▸ Point-per-instance localization data:
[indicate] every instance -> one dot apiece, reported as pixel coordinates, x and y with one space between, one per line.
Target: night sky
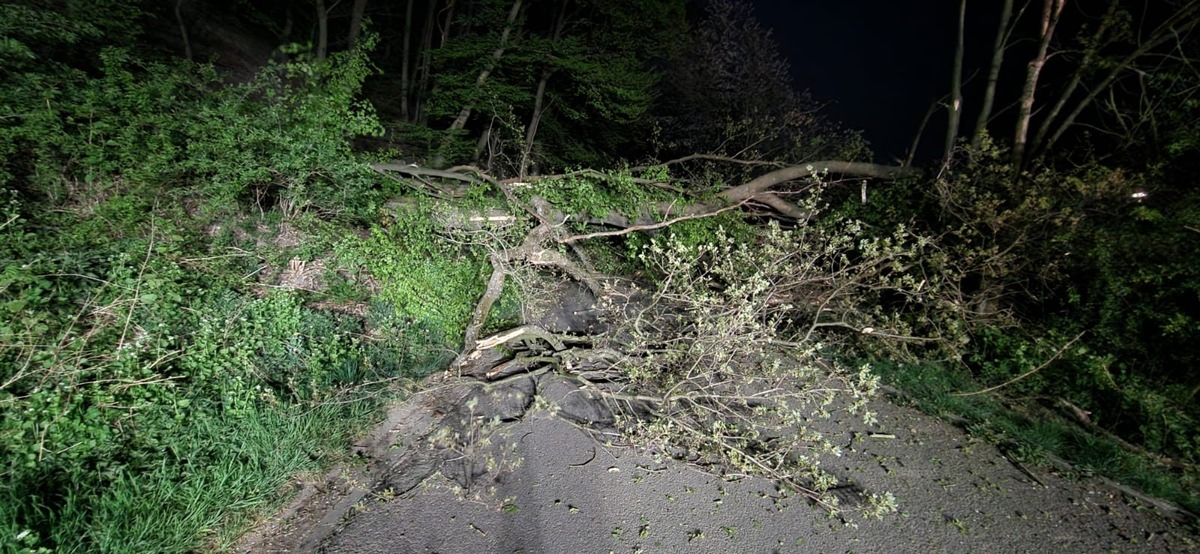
880 64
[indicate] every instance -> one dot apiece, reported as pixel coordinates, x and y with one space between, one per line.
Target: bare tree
1003 31
357 12
403 61
461 120
1050 13
539 104
955 106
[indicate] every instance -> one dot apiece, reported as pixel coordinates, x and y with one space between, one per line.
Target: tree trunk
1090 53
1186 17
322 31
955 106
997 59
539 98
425 54
534 119
357 11
403 62
461 120
183 29
1050 12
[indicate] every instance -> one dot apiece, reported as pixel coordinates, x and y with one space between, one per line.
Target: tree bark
1050 12
461 120
183 29
955 106
322 31
425 54
403 62
539 97
1186 18
357 11
997 60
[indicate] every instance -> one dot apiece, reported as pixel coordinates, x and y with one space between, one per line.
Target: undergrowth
1029 432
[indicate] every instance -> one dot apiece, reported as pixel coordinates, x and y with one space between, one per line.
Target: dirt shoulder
540 483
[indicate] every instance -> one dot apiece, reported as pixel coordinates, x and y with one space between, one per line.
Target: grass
1029 433
240 468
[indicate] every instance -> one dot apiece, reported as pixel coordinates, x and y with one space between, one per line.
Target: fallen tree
721 360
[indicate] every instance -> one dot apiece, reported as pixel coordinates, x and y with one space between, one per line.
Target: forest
231 233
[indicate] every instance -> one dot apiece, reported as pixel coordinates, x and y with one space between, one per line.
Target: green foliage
282 140
142 387
597 194
429 281
1029 432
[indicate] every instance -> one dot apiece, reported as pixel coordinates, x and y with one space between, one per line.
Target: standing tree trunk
1050 12
1175 26
183 29
539 97
997 59
955 106
403 62
425 55
461 120
322 31
357 11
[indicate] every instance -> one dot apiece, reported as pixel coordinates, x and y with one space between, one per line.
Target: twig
651 227
1056 354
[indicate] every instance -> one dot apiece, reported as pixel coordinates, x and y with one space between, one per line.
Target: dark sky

▸ Work task: The expected answer is the data retyped exactly, without pictures.

▸ The completed task:
[indicate] every instance -> one dot apiece, reported as pixel coordinates, x and y with one space between, one per line.
Target: night sky
880 64
[indicate] every instance -> one dot apiece, reported as pixel coordinates, x and y with one space between, one per line.
Target: bare tree
1003 31
357 12
403 61
461 120
1050 13
539 104
955 106
[indicate] every instance -> one dot apiece, reported as pixel coordinates, x and y with one space between, one per line.
Target: tree trunk
1090 53
1186 17
322 31
955 106
997 59
539 98
425 54
534 119
357 11
403 62
461 120
183 29
1050 12
[indicate] every instance -> one dot apiece, reported as pixel coordinates, x and y with one space between, one per line.
Target: tree bark
1050 12
461 120
183 29
955 106
322 31
425 54
403 62
539 97
1186 18
357 11
997 60
[indicate] every instance -> one dot apiece, reported as pixel coordinates, x and y with one space between, one per line.
Target: undergrowth
1029 432
[indicate] every instance -> one dot apiece, reported as pixel coordinates, x and y with one space between, one per line.
Target: dirt shoulder
540 483
[indicate] every instance -> one dot apiece, reported as pixel coordinates, x and y with one space between, one per line.
Target: grass
1029 433
240 468
[indicate] every instance -> one dot apiece, reported as pixel coordinates, x and y with one space between, one per line.
Target: fallen tree
721 360
[indicate] every instance -> one dot apiece, reported as pixel coordinates, x and y with one space between, one per line.
Target: forest
231 233
[indicate] every instance -> one dot apiece, reported as pixel coordinates, x and y with one space between, one per line.
Target: green foliage
282 140
142 387
597 194
429 281
1029 432
[indicate] every instance -> one dot apiece, reported as pixel coordinates, x and y with one space between, one per line.
Target: standing tree trunk
1050 12
1175 26
183 29
539 97
997 59
955 106
403 62
425 55
461 120
322 31
357 11
[indicate] every instance -> one dot apiece, reported as pixel coordinates, x and y with one space between, one per line.
Target: twig
651 227
1056 354
[indicate] every instance -> one dot apiece, reported as pixel coordinates, x and y with one space between, one per line.
Target: dark sky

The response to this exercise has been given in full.